• The data
--
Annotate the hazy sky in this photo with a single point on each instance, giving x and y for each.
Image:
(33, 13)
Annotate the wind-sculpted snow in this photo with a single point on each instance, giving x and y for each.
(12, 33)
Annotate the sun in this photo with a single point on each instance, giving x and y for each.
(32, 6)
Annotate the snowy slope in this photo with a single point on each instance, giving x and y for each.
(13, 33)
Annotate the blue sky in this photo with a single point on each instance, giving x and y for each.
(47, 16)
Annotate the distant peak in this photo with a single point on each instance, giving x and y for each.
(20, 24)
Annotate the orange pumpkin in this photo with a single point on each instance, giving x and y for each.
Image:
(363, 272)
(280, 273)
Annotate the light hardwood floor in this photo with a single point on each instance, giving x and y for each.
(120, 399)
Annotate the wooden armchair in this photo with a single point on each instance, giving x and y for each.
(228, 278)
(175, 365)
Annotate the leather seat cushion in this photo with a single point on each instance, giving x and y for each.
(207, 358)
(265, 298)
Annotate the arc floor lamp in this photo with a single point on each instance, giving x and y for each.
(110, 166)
--
• Work to be completed
Only the line that contains "Annotate the leather" and the lines after it, through the end of the data above, are to be repeated exactly.

• Result below
Annotate the leather seat cushion in this photo with a single point on each instance, giving x and y for each.
(207, 358)
(265, 298)
Annotate the arc floor lamp in this photo with a single point on each instance, giving x and y for each.
(110, 166)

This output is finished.